**EXERCISE INSTRUCTIONS:**
1: In the passage on religion and sexism, write out the text word for word, starting at "Kind of like, in" and ending at "power thing, too.".
2: In the passage on religion and sexism, which religion does the writer name as another one they are not interested in participating in?

Kind of like, in the USA, when people use "Christianity" to claim that women shouldn't do whatever thing, or they should act a certain way, or they should submit themselves to men, or that they can't be leaders, or that they can't have control of their own bodies and healthcare. Uh huh, no. First, just because you claim your religion says as much doesn't make it not sexist - it's just that your religion has sexist teachings and so your belief in those teachings is also sexist. And second, the Bible says all sorts of things, but Jesus himself never said any such thing, so I call bullshit on that idea anyway.
So I guess we can mark Burmese Buddhism as yet another religion I am not interested in participating in, because I won't participate in religions with sexist teachings or rules. That and the whole not believing there is a higher power thing, too.
Phew. Anyway.

**DATA BLOCK:**
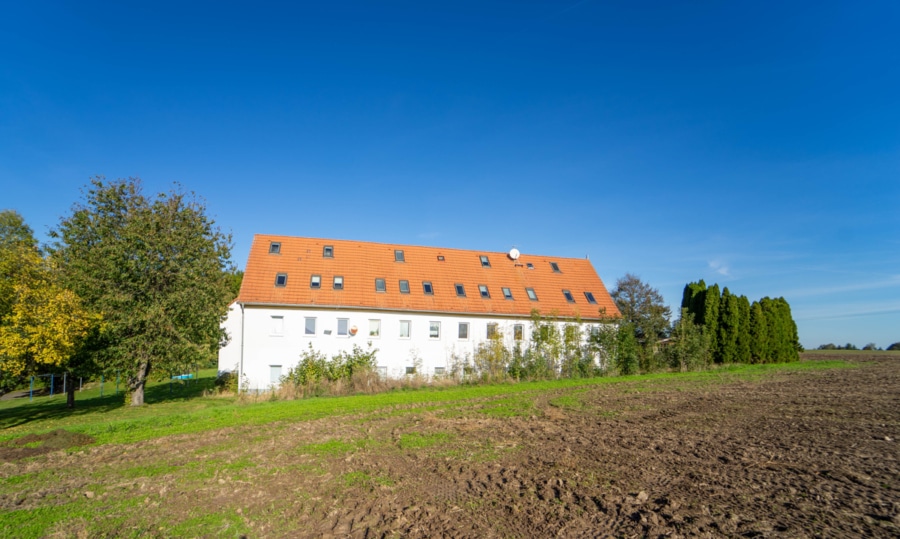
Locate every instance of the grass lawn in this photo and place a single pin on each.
(180, 408)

**RESULTS FOR EACH TASK:**
1:
Kind of like, in the USA, when people use "Christianity" to claim that women shouldn't do whatever thing, or they should act a certain way, or they should submit themselves to men, or that they can't be leaders, or that they can't have control of their own bodies and healthcare. Uh huh, no. First, just because you claim your religion says as much doesn't make it not sexist - it's just that your religion has sexist teachings and so your belief in those teachings is also sexist. And second, the Bible says all sorts of things, but Jesus himself never said any such thing, so I call bullshit on that idea anyway.
So I guess we can mark Burmese Buddhism as yet another religion I am not interested in participating in, because I won't participate in religions with sexist teachings or rules. That and the whole not believing there is a higher power thing, too.

2: Burmese Buddhism.